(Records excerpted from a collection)
[Start of Attachment]
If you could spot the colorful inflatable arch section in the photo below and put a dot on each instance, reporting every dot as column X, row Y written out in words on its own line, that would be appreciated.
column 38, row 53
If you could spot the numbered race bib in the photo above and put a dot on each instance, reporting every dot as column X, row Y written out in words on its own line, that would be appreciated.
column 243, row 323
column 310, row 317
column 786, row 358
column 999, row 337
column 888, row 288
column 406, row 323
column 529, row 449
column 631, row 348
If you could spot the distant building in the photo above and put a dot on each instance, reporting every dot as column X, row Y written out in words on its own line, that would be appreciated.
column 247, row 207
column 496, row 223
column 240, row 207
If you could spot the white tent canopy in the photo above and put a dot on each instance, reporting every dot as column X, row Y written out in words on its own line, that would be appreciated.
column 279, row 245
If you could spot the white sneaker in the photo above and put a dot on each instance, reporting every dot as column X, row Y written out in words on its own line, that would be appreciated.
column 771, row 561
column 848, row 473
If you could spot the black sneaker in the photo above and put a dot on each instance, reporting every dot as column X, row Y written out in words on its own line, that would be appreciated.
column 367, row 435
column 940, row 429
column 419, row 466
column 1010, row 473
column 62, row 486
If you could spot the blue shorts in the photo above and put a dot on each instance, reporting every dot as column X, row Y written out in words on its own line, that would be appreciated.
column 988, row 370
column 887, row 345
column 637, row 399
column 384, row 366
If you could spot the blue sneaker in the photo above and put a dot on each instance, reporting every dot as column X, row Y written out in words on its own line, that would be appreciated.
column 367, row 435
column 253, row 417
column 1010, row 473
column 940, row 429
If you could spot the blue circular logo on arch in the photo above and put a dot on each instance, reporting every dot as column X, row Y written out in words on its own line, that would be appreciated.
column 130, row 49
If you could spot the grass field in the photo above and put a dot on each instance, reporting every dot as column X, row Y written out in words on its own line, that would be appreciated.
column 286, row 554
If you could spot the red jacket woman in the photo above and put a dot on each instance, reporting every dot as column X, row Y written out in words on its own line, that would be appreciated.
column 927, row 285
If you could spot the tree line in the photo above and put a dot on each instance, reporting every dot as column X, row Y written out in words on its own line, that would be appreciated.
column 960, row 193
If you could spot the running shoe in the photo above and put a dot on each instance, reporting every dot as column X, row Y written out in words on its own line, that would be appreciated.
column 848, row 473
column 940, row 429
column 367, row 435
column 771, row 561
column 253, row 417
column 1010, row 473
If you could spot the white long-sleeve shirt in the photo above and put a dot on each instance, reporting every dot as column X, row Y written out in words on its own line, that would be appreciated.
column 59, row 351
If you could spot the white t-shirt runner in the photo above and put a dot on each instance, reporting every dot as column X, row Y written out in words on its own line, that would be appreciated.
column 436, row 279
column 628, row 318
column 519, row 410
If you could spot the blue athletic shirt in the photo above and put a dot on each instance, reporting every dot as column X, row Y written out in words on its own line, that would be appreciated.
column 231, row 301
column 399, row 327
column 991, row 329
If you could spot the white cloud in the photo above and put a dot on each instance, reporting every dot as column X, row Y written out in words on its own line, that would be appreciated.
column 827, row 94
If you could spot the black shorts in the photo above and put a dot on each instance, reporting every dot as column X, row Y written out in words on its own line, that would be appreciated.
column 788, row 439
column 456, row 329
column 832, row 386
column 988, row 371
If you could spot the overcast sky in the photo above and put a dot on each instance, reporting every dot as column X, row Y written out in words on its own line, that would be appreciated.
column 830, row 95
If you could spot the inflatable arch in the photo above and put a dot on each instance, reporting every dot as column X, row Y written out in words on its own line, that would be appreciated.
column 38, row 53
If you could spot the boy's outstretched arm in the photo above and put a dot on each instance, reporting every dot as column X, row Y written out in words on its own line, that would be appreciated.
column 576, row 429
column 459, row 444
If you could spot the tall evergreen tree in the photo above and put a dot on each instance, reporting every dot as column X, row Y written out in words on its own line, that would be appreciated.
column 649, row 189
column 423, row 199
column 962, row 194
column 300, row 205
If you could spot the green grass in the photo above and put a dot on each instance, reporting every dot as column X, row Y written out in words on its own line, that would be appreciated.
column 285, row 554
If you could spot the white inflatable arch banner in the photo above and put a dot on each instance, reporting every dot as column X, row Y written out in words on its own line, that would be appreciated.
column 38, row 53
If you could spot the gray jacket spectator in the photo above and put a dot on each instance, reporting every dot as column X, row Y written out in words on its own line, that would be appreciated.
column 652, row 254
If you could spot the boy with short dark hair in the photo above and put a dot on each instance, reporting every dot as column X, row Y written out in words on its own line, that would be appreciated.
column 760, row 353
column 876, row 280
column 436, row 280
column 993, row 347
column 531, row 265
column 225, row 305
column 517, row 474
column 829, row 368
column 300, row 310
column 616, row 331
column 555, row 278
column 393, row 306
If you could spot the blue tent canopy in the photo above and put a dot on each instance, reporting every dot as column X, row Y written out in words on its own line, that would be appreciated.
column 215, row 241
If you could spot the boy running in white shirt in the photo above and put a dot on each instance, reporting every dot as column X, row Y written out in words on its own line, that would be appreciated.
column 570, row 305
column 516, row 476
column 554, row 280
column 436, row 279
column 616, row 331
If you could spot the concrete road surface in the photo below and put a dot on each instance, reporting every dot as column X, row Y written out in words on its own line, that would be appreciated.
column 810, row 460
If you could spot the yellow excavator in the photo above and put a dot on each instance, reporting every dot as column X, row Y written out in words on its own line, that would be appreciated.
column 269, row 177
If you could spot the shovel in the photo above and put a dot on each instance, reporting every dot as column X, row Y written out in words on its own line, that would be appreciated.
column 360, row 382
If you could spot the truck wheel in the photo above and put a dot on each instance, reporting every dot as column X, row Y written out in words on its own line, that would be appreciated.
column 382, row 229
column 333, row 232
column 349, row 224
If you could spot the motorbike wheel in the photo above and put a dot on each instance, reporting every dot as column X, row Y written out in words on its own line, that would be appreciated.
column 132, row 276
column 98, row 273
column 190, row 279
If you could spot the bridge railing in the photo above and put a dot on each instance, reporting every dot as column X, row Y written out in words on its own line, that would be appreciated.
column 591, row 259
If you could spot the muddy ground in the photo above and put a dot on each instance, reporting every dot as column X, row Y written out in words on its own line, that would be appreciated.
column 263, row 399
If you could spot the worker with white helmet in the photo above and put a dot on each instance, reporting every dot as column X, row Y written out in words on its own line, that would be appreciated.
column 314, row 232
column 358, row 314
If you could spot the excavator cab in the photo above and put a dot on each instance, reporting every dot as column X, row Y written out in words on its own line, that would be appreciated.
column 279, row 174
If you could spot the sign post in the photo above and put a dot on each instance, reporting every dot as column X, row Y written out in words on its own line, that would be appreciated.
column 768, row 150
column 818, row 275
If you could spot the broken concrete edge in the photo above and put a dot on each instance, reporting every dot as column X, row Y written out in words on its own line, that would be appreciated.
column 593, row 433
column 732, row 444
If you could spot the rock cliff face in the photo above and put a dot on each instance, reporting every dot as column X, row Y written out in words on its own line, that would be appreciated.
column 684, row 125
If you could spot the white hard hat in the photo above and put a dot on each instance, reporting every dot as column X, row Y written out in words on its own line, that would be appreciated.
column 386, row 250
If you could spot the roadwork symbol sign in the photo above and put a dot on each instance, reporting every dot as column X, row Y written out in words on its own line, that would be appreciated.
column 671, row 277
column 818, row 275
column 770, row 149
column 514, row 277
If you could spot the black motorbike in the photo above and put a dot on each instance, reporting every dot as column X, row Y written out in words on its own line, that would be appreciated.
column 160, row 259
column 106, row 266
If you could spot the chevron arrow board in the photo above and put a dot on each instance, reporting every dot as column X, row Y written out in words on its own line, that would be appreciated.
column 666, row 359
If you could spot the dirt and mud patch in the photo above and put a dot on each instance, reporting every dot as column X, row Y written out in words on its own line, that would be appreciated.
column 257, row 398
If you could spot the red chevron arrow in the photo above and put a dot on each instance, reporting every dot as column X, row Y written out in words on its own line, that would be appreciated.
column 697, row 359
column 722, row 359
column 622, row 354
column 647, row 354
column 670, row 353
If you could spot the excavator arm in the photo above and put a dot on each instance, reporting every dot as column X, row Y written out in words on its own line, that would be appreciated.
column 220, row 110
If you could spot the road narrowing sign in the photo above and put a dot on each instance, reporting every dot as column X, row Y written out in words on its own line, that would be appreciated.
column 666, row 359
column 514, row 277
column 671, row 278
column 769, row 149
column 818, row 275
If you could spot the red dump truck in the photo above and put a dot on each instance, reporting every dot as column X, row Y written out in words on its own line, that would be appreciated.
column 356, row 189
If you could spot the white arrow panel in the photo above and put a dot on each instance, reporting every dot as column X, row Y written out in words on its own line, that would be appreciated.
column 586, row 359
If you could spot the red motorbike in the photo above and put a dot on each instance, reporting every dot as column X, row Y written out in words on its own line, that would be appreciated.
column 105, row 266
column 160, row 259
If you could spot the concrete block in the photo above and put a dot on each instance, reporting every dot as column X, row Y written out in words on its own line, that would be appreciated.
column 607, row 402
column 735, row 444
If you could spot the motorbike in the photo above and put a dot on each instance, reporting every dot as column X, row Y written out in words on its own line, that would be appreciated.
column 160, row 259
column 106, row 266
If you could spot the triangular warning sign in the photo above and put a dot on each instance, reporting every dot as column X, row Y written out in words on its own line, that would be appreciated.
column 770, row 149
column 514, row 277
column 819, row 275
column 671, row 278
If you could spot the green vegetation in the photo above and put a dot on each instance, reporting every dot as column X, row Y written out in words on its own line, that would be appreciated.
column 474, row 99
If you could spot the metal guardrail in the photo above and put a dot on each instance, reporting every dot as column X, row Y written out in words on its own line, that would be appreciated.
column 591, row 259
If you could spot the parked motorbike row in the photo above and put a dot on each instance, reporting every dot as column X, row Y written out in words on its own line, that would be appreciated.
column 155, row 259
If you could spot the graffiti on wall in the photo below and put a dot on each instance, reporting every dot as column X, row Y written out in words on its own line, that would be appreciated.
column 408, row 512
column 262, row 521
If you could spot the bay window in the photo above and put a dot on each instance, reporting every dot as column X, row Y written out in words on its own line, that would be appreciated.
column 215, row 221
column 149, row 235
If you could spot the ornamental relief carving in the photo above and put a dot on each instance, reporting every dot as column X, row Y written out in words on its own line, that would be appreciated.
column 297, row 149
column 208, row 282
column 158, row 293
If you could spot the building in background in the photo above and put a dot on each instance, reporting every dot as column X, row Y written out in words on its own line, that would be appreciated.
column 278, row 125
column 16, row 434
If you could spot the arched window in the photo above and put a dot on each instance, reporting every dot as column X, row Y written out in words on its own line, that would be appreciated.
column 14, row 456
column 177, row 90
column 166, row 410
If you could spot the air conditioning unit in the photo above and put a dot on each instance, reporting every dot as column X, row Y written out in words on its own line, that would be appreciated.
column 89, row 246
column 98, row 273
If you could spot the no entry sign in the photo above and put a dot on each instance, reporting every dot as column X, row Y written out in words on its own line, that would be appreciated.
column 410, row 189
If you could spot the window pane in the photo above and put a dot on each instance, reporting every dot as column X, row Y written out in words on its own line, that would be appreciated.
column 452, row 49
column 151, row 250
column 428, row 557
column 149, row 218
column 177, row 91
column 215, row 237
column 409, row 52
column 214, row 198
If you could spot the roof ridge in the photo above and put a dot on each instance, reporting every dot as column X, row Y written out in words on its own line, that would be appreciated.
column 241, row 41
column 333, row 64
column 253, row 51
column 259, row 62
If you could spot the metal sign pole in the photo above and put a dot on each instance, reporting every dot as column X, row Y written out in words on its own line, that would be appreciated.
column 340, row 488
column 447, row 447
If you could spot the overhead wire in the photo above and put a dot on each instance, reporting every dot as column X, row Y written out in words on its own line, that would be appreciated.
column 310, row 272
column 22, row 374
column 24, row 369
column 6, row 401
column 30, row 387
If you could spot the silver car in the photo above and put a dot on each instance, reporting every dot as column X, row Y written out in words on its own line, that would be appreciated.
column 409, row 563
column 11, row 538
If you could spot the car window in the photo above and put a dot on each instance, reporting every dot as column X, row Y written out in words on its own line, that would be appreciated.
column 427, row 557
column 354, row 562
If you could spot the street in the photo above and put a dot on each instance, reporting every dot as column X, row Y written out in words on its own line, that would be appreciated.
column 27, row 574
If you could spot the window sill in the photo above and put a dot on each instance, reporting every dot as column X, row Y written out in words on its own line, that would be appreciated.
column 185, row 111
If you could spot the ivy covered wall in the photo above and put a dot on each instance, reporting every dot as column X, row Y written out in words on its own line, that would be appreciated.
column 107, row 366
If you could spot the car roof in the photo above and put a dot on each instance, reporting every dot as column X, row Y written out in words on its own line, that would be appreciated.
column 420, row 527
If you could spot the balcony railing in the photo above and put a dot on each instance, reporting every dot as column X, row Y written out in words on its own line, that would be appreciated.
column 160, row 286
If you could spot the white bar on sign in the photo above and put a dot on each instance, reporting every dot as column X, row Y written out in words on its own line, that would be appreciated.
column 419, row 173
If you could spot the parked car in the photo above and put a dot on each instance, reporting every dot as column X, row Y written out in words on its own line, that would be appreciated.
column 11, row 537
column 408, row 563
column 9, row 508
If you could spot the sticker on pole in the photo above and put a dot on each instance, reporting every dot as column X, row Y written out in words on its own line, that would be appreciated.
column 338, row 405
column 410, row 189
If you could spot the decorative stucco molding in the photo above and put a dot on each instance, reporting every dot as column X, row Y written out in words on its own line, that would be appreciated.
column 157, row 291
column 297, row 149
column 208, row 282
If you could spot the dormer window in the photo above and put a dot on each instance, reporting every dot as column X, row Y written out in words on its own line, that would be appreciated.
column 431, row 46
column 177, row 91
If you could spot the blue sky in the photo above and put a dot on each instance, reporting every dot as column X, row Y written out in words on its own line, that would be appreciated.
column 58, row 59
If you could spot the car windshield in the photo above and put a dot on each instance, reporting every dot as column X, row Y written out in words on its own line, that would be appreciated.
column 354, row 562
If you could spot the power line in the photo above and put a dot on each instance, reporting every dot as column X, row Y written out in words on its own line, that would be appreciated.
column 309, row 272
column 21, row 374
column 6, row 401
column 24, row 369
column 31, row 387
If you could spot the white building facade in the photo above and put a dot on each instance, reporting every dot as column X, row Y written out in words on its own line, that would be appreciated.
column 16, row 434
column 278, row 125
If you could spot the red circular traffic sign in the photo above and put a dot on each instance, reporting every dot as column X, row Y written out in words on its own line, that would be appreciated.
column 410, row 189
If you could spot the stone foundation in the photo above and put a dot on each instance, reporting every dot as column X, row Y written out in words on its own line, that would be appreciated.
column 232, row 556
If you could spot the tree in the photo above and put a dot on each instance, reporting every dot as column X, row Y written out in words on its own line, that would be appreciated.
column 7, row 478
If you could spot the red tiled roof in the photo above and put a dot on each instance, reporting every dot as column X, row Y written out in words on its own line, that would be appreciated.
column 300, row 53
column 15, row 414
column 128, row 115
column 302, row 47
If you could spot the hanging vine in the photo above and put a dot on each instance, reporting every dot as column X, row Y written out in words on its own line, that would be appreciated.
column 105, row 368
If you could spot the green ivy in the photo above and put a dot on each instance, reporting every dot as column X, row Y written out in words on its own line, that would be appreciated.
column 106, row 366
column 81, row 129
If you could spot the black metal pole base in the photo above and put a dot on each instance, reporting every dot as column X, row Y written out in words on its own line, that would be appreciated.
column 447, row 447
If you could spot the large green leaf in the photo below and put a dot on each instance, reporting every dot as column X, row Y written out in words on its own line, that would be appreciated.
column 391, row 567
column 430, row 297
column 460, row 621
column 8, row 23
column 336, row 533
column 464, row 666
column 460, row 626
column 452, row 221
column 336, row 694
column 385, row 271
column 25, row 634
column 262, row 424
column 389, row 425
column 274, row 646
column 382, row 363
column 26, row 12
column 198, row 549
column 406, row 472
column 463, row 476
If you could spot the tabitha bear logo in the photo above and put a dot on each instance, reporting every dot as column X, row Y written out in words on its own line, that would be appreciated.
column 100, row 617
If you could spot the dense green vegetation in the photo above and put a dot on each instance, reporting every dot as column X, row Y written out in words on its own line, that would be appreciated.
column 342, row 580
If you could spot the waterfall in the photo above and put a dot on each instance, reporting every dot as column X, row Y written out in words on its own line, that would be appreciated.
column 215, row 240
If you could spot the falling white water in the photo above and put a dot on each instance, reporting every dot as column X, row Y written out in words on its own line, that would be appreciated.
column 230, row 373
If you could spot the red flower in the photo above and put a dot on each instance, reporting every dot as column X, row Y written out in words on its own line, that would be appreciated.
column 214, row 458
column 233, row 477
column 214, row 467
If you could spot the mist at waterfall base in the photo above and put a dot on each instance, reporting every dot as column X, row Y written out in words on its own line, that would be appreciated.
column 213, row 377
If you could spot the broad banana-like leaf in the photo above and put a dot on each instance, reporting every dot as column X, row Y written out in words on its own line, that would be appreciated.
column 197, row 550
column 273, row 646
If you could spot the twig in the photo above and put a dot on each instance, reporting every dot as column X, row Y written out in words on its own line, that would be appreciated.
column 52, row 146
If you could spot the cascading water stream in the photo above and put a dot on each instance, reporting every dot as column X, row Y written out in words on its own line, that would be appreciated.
[End of Attachment]
**What is expected:** Set down the line that contains "If you could spot the twig" exactly. Do the same for each later line of the data, through the end, and add nothing.

**Answer to this task:**
If you could spot the twig in the photo above and put a dot on each instance, reporting every dot as column X, row Y written out in words on its own line, that would be appreciated.
column 52, row 146
If you could spot the cascading water stream in the photo above and put a dot on each instance, reporting every dot as column X, row Y written out in words on its own line, that would be appreciated.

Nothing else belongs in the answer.